• **EXCERPT**:
Draft Taxation Determination

TD 93/D266

Income tax: capital gains: how does CGT apply to the disposal of an income-producing property acquired after 19 September 1985?

  • Please note that the PDF version is the authorised version of this draft ruling.
    This document has been finalised by TD 94/64.

FOI status:

draft only - for comment

Preamble

Draft Taxation Determinations (TDs) present the preliminary, though considered, views of the ATO. Draft TDs may not be relied on; only final TDs are authoritative statements of the ATO.

1. For CGT purposes, each of the following is treated as an asset separate from land:

a building (or part of a building) with qualifying expenditure eligible for write-off under Division 10D of Part III of the Income Tax Assessment Act 1936;
any other capital improvement to land which is treated by non-CGT provisions as an asset separate from the land (e.g. an improvement which qualifies as depreciable plant or a dam for which capital expenditure is eligible for write-off under section 75B).

Depreciable chattles (e.g. items of furniture used by tenants in a rental property) which are sold with the property, are also separate assets for CGT purposes. This is the case whether the depreciable items were acquired with the property or subsequently.

2. On disposal of the property, a separate capital gain or loss calculation is necessary for each CGT asset.

3. It is preferable that a person acquiring or disposing of an income-producing property apportion the purchase or sale consideration among the CGT assets in the relevant contract. Where parties are dealing wih each other at arm's length, the apportioned amounts would be expected to reflect the market values of the CGT assets.

4. If the property is acquired or disposed of for an undissected sum, the total acquisition cost or disposal consideration has to be apportioned among the CGT assets. Again, it is expected that the apportionment would be consistent with the market values of the assets.

5. It should be noted that the amount of 'residual capital expenditure' of a building which is eligible for write-off under Division 10D, is not necessarily its market value. Similarly, the written down values of depreciable assets are not indications of their market values.

• **REQUIRED WORK**: In the draft determination above, how would you rewrite the paragraph beginning "It is preferable that a person acquiring" more briefly while keeping its main facts?

• **MATERIAL SHOWN**:
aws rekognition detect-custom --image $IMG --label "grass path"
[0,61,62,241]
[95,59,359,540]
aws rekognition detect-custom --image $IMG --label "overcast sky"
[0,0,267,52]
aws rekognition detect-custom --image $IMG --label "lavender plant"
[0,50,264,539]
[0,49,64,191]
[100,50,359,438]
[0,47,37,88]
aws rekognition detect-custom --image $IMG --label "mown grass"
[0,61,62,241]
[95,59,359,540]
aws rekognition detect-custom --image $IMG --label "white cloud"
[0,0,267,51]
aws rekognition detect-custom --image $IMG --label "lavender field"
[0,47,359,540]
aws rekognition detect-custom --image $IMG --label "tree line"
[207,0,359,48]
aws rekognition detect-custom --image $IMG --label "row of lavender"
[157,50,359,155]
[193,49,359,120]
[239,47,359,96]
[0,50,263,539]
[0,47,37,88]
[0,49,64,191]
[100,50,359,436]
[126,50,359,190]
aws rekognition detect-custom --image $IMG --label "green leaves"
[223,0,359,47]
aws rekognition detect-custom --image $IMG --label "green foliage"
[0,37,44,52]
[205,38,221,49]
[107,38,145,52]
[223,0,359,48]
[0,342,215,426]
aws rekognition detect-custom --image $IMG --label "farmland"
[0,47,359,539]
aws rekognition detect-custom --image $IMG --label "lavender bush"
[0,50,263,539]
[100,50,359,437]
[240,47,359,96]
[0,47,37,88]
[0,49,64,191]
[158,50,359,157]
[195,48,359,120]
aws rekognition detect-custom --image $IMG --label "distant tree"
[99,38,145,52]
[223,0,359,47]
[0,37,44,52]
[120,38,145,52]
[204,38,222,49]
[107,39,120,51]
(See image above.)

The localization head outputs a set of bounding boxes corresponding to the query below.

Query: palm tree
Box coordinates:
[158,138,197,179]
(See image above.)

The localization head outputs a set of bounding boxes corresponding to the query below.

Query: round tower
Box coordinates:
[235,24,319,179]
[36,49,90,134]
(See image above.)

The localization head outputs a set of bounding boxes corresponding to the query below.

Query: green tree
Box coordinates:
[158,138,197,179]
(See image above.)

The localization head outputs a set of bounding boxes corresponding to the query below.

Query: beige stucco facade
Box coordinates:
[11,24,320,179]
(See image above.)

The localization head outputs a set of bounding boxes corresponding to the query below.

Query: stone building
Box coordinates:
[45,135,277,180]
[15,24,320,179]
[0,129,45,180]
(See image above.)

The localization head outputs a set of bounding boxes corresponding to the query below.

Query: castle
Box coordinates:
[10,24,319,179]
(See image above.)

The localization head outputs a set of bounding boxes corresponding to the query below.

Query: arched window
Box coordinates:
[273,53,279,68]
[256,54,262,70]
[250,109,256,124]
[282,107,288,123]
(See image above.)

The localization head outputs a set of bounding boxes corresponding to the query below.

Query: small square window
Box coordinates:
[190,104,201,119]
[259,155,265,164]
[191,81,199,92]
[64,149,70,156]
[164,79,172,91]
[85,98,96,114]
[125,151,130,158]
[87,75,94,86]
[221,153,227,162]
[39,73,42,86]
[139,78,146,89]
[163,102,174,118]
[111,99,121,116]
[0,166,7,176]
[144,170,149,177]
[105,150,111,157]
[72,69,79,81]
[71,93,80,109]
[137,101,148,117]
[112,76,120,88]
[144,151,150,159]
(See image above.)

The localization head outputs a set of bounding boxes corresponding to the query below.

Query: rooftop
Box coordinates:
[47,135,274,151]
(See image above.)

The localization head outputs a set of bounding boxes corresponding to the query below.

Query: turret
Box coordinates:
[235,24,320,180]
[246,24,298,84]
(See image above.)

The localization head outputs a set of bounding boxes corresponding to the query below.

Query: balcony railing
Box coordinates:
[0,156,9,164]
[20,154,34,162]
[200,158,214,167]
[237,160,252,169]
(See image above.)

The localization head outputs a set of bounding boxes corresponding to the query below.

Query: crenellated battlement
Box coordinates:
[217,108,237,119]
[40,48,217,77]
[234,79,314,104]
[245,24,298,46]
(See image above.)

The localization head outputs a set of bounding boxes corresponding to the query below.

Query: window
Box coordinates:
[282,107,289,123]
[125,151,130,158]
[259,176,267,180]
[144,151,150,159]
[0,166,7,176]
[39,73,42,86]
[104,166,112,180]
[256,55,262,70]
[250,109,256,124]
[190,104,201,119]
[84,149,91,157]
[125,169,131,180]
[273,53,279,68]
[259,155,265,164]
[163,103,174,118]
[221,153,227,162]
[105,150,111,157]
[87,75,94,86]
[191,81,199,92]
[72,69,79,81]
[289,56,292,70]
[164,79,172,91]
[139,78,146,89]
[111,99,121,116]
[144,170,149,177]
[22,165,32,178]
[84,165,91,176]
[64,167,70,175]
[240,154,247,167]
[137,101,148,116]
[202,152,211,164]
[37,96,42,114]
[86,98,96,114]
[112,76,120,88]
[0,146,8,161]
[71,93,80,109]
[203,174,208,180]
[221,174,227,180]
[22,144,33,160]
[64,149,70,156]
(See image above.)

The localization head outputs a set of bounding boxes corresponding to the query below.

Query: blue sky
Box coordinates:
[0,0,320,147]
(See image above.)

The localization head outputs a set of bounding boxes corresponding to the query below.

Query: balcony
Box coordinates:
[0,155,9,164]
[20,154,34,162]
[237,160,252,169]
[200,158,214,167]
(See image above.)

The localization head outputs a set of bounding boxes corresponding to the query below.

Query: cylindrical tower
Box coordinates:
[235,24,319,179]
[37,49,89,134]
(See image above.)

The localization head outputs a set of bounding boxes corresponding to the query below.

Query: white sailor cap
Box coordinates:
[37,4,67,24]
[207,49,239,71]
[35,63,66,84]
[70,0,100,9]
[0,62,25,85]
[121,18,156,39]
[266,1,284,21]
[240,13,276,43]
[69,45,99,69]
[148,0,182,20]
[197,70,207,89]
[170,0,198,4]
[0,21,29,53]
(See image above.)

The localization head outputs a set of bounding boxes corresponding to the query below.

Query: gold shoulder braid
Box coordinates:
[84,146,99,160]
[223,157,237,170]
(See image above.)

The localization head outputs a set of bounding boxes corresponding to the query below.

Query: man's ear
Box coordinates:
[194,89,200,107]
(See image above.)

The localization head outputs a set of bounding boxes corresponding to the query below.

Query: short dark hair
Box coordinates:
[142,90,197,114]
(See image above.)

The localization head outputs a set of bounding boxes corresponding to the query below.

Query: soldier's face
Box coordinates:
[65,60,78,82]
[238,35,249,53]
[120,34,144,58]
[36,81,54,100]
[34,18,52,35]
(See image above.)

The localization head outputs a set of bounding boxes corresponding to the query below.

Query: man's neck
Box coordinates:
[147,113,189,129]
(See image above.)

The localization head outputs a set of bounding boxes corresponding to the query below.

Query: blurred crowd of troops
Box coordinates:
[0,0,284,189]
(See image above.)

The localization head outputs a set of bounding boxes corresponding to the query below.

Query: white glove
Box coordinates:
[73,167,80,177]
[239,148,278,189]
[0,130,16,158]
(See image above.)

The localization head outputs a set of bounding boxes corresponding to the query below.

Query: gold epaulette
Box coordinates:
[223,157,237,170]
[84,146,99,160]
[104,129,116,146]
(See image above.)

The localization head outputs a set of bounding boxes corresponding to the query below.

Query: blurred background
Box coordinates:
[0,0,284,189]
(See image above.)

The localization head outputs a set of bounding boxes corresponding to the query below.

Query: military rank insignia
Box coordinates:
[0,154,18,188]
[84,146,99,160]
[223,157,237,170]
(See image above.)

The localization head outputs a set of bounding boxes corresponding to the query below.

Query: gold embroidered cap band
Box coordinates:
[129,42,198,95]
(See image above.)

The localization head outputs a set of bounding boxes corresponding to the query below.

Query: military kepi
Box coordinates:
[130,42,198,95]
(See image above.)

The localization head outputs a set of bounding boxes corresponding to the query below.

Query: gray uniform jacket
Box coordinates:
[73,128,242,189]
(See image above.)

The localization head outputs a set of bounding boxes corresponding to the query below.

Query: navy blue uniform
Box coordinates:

• **COMPLETE OUTPUT**: Buyers and sellers of an income-producing property should ideally divide the price among the CGT assets in the contract. In arm's-length dealings, those amounts are expected to match the assets' market values.